### EXERCISE BRIEF
Starting at the line that contains "Target: snowdrop flower", copy each line through the final one exactly as written.

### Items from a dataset
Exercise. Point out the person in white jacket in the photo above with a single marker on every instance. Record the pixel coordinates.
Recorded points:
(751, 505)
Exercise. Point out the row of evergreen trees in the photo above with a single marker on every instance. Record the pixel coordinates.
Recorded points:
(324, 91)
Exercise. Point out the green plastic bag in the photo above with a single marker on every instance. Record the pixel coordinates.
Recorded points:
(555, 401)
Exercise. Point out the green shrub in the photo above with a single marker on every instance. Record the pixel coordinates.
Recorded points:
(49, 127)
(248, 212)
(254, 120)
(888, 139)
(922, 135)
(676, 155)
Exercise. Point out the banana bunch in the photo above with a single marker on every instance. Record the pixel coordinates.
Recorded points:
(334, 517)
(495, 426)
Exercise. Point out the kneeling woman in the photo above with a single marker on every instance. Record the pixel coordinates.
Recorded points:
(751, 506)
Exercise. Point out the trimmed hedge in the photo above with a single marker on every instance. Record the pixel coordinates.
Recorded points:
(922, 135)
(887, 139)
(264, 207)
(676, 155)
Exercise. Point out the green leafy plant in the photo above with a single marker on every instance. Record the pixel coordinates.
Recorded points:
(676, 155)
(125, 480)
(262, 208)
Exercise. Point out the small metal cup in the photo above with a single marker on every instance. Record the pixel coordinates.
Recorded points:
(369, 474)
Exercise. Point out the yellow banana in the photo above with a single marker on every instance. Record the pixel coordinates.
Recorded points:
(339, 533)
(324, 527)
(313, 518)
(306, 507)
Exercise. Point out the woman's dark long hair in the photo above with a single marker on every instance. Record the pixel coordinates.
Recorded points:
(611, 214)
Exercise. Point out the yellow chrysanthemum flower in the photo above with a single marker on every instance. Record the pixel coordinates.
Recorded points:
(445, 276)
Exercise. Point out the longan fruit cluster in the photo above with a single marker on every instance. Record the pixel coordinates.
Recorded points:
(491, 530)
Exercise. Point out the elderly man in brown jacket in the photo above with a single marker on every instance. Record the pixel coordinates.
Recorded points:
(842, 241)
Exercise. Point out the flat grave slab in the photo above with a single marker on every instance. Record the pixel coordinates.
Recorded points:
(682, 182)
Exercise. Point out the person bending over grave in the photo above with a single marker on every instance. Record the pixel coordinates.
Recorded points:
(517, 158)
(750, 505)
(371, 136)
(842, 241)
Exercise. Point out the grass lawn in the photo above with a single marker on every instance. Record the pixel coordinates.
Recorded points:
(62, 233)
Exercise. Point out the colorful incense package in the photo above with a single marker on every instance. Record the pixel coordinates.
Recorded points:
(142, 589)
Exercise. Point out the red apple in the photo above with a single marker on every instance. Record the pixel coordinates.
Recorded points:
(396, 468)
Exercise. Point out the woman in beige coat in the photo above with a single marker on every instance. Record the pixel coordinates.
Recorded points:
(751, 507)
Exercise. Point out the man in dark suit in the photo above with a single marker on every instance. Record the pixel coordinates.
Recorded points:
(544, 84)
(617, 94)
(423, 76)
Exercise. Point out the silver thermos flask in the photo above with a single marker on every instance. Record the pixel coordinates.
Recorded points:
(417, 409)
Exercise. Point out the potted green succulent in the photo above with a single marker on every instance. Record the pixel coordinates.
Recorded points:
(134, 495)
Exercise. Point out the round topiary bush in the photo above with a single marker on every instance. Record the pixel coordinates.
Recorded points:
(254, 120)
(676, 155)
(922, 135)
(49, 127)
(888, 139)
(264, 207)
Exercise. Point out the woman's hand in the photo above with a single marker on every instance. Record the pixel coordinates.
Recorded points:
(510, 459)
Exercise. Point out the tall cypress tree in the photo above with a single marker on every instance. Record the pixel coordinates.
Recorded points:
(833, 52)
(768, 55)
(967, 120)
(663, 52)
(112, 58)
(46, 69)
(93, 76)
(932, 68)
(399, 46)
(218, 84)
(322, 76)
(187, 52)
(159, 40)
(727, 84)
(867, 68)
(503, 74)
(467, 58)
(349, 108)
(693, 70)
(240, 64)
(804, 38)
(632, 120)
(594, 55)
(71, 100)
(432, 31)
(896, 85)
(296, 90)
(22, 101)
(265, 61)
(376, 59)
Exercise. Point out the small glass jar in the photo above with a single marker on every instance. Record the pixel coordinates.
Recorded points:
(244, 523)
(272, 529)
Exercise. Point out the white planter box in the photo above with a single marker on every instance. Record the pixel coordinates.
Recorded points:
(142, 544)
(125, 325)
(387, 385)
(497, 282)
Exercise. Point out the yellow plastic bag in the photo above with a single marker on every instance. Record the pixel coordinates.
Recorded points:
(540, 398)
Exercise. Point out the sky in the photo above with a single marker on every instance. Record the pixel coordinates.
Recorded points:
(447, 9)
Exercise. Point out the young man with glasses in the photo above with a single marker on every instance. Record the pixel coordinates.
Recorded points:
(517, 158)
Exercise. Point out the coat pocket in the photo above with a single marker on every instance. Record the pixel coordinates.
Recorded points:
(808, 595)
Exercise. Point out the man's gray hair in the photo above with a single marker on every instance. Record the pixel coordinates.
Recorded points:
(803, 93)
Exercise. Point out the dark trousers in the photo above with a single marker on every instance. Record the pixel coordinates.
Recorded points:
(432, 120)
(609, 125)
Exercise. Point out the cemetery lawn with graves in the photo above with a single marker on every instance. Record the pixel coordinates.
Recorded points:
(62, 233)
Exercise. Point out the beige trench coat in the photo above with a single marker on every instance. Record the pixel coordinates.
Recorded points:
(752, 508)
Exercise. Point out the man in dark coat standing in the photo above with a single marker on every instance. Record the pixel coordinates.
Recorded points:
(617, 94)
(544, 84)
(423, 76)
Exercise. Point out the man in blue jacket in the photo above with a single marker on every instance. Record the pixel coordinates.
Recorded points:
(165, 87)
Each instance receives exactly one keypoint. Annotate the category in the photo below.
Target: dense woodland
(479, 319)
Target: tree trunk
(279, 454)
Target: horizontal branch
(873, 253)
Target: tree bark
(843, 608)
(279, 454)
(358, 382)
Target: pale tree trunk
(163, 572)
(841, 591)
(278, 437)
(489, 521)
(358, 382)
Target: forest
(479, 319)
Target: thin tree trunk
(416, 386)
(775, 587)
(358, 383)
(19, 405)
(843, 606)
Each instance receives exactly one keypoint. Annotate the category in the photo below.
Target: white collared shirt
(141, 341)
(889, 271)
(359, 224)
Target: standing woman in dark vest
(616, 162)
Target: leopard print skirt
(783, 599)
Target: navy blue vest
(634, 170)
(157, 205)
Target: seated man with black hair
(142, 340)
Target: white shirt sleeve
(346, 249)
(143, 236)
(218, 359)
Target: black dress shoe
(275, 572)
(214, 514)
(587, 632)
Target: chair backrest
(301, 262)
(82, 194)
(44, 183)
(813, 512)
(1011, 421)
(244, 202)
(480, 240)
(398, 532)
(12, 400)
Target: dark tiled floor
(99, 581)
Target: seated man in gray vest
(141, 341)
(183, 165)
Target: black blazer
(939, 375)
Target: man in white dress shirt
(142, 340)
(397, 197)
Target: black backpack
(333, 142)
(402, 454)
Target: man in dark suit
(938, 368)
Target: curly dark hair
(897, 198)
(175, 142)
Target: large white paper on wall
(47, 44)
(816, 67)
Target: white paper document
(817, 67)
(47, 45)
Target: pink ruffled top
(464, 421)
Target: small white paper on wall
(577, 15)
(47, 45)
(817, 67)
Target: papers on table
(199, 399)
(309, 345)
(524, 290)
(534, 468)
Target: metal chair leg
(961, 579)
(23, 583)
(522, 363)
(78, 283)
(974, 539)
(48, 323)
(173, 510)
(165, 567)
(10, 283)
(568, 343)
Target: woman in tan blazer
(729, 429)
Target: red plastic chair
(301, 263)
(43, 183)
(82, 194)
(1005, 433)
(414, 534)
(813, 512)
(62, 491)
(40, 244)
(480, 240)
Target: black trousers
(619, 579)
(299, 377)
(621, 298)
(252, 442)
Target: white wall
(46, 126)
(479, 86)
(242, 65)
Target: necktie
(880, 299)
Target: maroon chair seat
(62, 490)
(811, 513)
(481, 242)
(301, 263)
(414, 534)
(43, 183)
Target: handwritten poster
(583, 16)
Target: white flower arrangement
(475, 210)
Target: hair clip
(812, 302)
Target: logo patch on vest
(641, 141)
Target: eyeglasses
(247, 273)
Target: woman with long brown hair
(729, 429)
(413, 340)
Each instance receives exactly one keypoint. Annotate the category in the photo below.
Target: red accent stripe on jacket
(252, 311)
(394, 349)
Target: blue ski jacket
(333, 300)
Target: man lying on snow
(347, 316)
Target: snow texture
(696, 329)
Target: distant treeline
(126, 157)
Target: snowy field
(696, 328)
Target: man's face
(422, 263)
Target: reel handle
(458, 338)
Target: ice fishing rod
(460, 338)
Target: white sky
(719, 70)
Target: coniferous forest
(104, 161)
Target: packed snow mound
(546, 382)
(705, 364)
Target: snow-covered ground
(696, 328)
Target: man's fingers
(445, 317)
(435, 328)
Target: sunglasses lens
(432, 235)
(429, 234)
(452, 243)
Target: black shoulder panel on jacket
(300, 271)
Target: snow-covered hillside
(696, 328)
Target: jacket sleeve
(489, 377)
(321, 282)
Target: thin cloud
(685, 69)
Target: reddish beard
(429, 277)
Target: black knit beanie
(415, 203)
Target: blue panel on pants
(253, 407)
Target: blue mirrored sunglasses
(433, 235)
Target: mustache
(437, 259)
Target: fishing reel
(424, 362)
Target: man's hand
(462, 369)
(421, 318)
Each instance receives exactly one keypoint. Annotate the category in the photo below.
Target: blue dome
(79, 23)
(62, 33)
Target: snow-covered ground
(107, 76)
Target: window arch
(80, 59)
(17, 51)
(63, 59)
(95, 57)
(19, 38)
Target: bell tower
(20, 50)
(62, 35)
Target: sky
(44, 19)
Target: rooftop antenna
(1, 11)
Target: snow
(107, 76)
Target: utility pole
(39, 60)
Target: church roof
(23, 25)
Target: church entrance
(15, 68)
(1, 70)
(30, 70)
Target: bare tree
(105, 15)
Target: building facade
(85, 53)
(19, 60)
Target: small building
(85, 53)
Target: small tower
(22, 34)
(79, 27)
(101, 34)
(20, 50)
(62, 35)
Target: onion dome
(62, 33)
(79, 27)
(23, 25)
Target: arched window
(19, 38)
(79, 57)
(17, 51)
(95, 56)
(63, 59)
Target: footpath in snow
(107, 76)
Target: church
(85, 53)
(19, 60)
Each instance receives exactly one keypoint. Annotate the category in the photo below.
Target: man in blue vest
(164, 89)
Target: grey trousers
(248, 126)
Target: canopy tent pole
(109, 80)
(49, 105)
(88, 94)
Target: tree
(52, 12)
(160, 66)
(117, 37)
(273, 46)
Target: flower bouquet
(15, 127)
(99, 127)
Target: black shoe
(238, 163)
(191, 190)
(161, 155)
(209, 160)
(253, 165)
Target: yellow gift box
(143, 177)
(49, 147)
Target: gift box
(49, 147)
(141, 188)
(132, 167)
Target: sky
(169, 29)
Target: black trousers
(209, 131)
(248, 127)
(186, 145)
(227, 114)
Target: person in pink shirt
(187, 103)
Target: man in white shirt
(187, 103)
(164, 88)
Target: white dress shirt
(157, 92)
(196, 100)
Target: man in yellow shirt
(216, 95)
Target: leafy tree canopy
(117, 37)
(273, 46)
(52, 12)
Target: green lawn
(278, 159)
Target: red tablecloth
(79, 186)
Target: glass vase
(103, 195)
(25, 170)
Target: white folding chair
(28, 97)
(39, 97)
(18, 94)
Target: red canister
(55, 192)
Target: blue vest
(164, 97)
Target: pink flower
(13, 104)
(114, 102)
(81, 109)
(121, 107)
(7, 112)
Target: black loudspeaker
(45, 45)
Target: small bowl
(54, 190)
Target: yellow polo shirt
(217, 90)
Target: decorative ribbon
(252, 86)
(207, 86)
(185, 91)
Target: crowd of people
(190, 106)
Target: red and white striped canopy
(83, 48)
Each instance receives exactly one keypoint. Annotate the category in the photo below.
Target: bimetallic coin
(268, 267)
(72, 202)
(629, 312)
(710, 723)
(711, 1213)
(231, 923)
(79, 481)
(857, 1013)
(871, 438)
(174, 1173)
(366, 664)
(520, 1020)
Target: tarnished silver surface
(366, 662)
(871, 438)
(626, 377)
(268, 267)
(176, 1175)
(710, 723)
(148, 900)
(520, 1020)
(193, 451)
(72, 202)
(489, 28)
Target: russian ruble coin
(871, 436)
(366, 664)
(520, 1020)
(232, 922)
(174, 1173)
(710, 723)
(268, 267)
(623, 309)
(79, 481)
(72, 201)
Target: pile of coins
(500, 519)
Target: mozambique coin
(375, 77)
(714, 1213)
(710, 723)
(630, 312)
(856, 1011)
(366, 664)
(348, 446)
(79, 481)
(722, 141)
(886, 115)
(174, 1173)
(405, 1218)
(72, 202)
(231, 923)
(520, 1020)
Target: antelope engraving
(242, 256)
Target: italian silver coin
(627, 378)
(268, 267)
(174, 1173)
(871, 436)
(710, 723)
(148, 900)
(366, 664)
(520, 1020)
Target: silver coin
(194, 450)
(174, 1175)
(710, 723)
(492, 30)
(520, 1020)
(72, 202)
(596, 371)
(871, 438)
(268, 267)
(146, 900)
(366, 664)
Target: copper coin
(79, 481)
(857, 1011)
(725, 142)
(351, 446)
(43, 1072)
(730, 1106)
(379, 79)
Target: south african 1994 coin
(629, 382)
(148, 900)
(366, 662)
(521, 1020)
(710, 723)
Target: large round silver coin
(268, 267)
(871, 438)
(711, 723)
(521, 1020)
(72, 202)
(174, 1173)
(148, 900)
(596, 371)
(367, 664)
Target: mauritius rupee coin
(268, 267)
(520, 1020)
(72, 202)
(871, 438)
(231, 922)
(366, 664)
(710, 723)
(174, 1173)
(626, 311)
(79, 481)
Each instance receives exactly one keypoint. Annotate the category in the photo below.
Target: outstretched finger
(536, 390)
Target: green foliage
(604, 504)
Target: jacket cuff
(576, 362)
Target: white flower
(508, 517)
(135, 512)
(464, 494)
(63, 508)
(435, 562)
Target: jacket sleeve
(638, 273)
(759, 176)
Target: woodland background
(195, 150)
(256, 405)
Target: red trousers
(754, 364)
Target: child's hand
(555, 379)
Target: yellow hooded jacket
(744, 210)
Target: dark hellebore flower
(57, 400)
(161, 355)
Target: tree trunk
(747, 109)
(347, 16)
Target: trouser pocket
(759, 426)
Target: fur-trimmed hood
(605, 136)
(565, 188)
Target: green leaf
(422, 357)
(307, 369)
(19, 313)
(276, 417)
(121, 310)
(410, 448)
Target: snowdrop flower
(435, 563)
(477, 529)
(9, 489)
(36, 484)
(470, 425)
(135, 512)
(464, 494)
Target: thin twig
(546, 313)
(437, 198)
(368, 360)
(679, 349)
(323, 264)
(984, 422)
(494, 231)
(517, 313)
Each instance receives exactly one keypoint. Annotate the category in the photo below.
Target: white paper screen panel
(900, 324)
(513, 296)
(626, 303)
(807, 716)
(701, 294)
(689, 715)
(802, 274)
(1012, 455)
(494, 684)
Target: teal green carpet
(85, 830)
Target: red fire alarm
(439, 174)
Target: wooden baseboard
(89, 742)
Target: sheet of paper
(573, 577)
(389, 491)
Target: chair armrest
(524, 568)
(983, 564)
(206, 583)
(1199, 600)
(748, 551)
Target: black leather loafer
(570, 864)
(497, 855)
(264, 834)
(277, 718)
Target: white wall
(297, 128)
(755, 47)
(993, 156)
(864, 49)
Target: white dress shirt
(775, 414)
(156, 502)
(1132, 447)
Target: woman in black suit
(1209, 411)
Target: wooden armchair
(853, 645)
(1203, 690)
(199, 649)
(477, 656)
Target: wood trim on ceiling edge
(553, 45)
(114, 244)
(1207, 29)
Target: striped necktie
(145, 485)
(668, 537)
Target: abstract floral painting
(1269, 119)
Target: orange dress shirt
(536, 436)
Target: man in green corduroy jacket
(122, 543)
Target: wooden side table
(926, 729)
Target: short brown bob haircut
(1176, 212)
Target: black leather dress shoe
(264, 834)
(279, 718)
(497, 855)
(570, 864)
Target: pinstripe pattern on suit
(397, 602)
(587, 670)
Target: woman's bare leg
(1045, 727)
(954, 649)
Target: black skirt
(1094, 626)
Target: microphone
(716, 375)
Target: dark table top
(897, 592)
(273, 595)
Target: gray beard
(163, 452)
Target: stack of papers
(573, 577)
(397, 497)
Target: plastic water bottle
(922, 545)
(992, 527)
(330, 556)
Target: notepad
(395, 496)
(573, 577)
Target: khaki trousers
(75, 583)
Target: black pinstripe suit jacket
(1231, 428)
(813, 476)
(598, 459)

### EXERCISE ANSWER
Target: snowdrop flower
(435, 563)
(477, 529)
(9, 489)
(36, 484)
(470, 425)
(135, 512)
(464, 494)
Target: thin twig
(546, 313)
(437, 198)
(368, 360)
(679, 349)
(323, 264)
(984, 422)
(494, 231)
(517, 313)
Each instance receives exactly one keypoint. Annotate the category in the photo below.
Target: white paper screen panel
(900, 324)
(513, 296)
(626, 303)
(807, 716)
(701, 294)
(689, 715)
(802, 274)
(1012, 455)
(494, 684)
Target: teal green carpet
(85, 830)
Target: red fire alarm
(439, 174)
Target: wooden baseboard
(89, 742)
Target: sheet of paper
(573, 577)
(389, 491)
Target: chair armrest
(524, 568)
(983, 564)
(206, 583)
(1199, 600)
(748, 551)
Target: black leather loafer
(570, 864)
(497, 855)
(264, 834)
(277, 718)
Target: white wall
(297, 128)
(755, 47)
(993, 156)
(864, 49)
Target: white dress shirt
(775, 414)
(156, 502)
(1132, 447)
Target: woman in black suit
(1209, 411)
Target: wooden armchair
(853, 645)
(1203, 690)
(199, 649)
(477, 656)
Target: wood trim on ceiling edge
(553, 45)
(114, 244)
(1207, 29)
Target: striped necktie
(145, 485)
(668, 537)
Target: abstract floral painting
(1269, 119)
Target: orange dress shirt
(536, 436)
Target: man in green corduroy jacket
(122, 543)
Target: wooden side table
(926, 729)
Target: short brown bob haircut
(1176, 212)
Target: black leather dress shoe
(264, 834)
(279, 718)
(497, 855)
(570, 864)
Target: pinstripe pattern on suit
(397, 602)
(587, 670)
Target: woman's bare leg
(1045, 727)
(954, 649)
Target: black skirt
(1094, 626)
Target: microphone
(716, 375)
Target: dark table top
(897, 592)
(273, 595)
Target: gray beard
(163, 452)
Target: stack of papers
(573, 577)
(397, 497)
Target: plastic water bottle
(922, 545)
(992, 527)
(330, 556)
Target: notepad
(395, 496)
(573, 577)
Target: khaki trousers
(75, 583)
Target: black pinstripe suit jacket
(1231, 428)
(813, 476)
(598, 459)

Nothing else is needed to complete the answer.